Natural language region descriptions
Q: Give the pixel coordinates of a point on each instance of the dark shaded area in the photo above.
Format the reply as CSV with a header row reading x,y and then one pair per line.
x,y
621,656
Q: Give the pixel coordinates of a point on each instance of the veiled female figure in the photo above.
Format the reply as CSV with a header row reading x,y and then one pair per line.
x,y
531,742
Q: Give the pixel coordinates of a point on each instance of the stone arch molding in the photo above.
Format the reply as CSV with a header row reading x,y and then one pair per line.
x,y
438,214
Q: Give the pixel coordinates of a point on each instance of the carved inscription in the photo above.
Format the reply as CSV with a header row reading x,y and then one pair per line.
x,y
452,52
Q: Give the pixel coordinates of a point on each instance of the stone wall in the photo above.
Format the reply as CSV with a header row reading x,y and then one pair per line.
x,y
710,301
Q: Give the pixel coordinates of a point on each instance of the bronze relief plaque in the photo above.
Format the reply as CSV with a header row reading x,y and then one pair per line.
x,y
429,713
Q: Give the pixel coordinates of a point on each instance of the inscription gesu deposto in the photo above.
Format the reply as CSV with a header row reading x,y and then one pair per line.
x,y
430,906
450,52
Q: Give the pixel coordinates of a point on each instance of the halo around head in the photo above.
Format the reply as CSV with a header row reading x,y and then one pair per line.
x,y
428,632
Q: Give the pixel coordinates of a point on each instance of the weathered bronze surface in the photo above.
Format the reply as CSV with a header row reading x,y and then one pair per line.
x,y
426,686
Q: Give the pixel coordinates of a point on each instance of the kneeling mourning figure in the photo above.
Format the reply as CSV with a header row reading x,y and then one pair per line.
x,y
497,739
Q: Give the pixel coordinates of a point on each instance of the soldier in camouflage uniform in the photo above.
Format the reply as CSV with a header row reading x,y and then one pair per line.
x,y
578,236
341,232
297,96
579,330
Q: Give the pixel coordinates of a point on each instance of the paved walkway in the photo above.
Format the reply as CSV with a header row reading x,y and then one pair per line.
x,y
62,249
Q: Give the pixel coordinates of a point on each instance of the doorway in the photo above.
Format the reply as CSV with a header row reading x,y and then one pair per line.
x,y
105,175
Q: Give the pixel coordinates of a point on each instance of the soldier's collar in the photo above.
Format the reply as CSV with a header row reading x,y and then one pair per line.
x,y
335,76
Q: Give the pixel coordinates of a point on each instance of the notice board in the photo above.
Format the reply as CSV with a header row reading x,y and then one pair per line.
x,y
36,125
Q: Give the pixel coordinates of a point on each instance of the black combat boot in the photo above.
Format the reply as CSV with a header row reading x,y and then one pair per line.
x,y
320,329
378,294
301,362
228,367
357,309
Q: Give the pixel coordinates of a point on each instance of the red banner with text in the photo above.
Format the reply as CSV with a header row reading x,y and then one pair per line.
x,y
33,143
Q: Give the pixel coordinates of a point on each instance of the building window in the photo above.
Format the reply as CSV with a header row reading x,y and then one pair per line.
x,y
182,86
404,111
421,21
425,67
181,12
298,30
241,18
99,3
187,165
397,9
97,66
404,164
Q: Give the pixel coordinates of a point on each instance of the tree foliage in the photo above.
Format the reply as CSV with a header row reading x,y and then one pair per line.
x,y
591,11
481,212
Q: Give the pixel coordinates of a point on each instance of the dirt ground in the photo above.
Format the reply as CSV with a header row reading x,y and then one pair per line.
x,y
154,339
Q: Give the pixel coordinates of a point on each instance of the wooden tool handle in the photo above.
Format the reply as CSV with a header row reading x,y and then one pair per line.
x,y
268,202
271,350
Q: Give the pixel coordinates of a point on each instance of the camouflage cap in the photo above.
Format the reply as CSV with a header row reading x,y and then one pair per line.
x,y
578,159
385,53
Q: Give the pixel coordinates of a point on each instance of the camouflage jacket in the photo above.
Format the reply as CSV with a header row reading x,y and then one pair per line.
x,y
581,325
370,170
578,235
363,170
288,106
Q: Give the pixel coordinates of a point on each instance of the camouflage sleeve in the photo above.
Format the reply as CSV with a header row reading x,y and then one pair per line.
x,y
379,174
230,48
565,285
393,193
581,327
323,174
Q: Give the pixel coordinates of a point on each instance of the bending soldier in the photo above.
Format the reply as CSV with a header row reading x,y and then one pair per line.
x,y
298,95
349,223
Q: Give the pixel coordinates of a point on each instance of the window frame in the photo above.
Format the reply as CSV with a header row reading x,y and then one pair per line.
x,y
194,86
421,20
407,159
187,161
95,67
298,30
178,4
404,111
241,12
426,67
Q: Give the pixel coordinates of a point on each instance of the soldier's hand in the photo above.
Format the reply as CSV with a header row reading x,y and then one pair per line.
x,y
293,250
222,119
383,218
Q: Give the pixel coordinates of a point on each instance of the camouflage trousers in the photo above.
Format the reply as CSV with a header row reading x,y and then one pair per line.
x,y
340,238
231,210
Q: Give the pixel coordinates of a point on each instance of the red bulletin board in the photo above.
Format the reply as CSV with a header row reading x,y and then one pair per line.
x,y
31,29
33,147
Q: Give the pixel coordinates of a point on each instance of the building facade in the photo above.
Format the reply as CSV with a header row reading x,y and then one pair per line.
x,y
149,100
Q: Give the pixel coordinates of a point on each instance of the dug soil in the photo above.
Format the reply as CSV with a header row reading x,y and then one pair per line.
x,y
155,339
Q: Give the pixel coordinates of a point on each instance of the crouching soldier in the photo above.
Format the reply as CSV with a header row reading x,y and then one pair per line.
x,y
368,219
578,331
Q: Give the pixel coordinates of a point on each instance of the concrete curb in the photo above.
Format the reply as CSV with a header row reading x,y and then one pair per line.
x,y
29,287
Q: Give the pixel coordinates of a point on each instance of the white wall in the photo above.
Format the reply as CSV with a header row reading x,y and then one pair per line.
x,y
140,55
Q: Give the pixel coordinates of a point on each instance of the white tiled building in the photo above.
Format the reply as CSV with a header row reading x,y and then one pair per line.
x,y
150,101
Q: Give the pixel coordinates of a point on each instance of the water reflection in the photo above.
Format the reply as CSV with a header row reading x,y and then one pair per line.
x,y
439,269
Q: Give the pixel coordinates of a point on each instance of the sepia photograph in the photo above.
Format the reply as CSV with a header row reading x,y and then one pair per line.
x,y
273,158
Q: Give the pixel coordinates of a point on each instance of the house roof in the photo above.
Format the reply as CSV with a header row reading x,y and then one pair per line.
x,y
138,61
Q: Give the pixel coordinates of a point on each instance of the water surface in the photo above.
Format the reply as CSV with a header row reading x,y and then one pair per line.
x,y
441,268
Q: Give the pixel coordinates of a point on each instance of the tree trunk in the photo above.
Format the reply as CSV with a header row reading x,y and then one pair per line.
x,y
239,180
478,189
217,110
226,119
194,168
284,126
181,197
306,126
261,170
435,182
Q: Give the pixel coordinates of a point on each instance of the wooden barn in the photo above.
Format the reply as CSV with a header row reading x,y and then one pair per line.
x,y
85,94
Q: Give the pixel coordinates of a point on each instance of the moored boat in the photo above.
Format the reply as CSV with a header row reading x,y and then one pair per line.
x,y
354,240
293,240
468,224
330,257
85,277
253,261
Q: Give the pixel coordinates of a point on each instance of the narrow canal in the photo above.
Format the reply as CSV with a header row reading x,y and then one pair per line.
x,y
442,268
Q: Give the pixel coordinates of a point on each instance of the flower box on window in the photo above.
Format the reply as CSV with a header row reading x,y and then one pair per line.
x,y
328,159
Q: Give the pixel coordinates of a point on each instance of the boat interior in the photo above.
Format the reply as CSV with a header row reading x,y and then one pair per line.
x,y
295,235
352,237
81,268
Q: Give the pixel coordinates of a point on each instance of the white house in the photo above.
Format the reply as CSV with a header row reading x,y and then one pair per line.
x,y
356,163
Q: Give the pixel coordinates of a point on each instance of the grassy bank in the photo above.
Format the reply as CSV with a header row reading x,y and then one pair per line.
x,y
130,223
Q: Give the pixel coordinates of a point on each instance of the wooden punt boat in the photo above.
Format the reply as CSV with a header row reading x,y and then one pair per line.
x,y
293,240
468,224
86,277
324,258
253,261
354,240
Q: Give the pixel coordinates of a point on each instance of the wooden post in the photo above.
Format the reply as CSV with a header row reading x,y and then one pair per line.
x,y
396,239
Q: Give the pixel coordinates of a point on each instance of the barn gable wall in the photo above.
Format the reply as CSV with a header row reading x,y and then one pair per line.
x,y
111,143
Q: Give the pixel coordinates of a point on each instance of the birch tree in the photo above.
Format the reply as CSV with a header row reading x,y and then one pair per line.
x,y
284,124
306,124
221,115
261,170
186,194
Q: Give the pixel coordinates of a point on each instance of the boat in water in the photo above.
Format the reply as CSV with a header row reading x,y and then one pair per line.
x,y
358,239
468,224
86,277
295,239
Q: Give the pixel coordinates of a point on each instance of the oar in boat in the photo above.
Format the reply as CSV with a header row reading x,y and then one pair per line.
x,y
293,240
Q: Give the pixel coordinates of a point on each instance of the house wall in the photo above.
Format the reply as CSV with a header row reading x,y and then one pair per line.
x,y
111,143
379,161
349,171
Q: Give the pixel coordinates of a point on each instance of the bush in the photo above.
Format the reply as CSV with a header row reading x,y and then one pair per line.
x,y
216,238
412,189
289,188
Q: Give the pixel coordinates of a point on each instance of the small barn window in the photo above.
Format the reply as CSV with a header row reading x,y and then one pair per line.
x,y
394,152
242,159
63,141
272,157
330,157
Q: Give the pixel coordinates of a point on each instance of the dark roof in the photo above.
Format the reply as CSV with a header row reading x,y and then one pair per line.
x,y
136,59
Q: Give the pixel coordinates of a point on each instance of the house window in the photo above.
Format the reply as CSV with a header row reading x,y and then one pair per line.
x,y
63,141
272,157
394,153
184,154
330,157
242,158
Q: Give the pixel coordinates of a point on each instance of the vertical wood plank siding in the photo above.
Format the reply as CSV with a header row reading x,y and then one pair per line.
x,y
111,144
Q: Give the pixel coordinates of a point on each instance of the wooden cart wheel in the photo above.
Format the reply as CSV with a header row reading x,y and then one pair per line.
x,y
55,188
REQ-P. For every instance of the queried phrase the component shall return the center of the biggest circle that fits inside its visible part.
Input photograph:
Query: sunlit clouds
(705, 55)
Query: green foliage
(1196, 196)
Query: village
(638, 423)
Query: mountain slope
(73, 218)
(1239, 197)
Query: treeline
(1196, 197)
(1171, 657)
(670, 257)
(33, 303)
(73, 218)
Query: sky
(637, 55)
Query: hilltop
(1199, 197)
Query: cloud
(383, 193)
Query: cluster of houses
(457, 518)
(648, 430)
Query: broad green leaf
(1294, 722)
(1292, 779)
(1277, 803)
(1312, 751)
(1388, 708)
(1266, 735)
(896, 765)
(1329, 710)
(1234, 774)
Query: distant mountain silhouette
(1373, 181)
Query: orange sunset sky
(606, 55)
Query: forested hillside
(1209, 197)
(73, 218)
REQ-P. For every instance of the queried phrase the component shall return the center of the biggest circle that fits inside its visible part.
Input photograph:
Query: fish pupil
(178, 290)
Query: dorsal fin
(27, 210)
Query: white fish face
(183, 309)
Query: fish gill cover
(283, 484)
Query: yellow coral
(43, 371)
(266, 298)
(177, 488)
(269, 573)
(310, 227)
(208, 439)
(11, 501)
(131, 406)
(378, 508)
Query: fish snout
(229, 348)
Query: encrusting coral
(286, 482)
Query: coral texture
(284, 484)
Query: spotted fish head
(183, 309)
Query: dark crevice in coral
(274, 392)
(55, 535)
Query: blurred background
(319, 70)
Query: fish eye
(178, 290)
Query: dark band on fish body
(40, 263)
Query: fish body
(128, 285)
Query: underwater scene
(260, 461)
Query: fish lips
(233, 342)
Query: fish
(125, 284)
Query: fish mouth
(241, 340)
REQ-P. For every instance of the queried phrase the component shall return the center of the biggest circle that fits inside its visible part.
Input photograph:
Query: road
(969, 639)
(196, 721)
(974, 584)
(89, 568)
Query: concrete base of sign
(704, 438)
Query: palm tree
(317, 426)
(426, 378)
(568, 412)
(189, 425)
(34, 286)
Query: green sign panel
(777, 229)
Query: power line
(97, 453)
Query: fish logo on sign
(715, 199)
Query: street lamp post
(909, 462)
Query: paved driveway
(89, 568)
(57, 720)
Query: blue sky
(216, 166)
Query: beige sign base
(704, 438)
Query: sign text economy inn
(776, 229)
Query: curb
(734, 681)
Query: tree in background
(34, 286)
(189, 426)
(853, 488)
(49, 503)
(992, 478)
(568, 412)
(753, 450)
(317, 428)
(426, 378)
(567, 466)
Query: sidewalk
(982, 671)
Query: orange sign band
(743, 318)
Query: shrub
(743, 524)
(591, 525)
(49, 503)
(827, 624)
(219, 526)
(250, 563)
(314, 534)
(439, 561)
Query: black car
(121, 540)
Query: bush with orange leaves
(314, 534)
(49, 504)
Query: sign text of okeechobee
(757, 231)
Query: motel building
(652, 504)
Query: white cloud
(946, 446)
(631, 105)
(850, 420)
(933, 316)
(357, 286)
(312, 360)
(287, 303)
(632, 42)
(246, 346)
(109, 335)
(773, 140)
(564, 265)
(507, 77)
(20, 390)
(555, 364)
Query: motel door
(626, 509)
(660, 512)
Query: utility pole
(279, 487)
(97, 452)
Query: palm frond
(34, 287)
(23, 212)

▶ Instructions for the task
Would you quote, exactly and only, the lines from the one containing "Query: beige sign base" to the end of the entries?

▶ Response to the exercise
Query: beige sign base
(704, 438)
Query: sign text economy inn
(776, 229)
Query: curb
(734, 681)
Query: tree in background
(34, 286)
(189, 426)
(853, 488)
(49, 503)
(992, 478)
(568, 412)
(753, 450)
(317, 428)
(426, 378)
(567, 466)
Query: sidewalk
(982, 671)
Query: orange sign band
(743, 318)
Query: shrub
(743, 524)
(591, 525)
(49, 503)
(827, 624)
(219, 526)
(250, 563)
(314, 534)
(439, 561)
Query: black car
(121, 540)
Query: bush with orange leaves
(314, 534)
(49, 504)
Query: sign text of okeechobee
(757, 231)
Query: motel building
(652, 504)
Query: white cloud
(946, 446)
(631, 105)
(850, 420)
(933, 316)
(357, 286)
(312, 360)
(287, 303)
(632, 42)
(246, 346)
(109, 335)
(773, 140)
(564, 265)
(507, 77)
(20, 390)
(555, 364)
Query: motel door
(626, 509)
(660, 512)
Query: utility pole
(279, 487)
(97, 452)
Query: palm frond
(34, 287)
(23, 212)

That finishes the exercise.